=== Records supplied ===

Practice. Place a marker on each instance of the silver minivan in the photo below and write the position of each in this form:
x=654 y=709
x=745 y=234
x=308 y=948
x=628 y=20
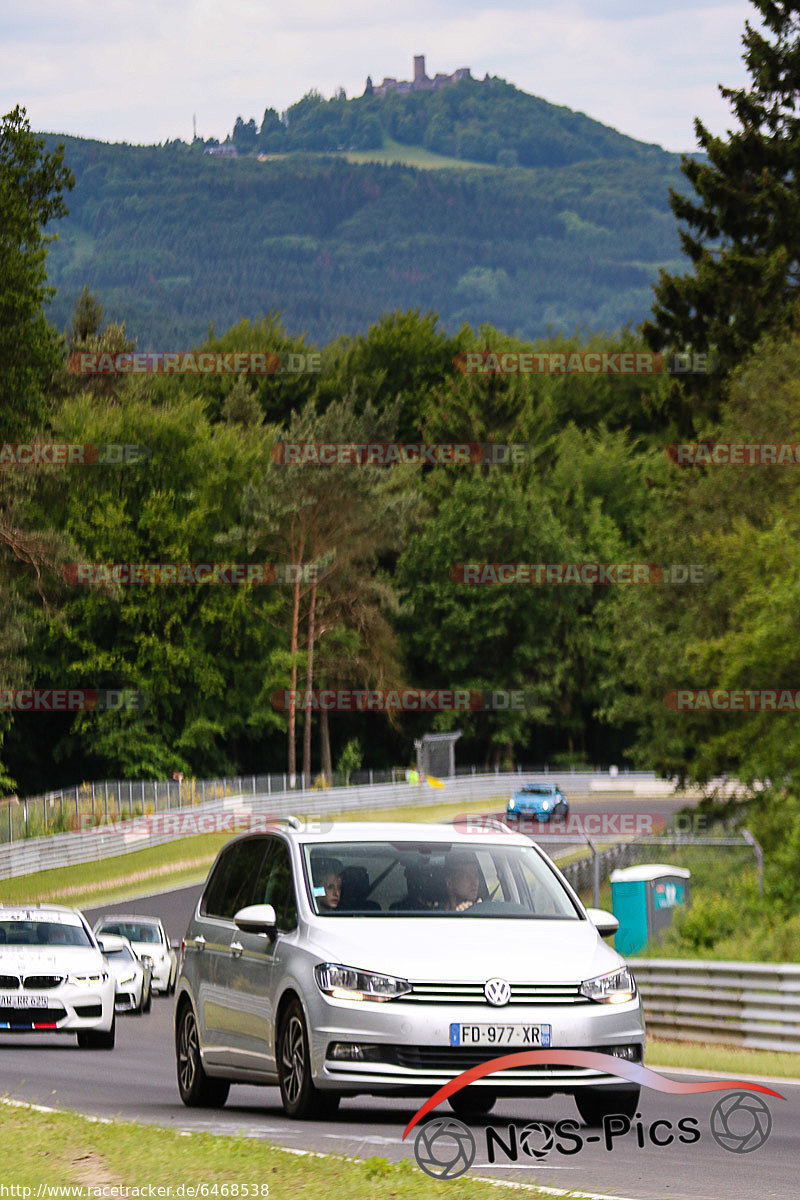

===

__What you will do__.
Please give every line of the listing above as a numbered list, skipping blank lines and leaving out the pictures.

__Result for this task__.
1. Practice. Place a marker on each instance of the silver minivan in the photo below and write the position of each in this form:
2. x=654 y=709
3. x=745 y=234
4. x=308 y=948
5. x=628 y=20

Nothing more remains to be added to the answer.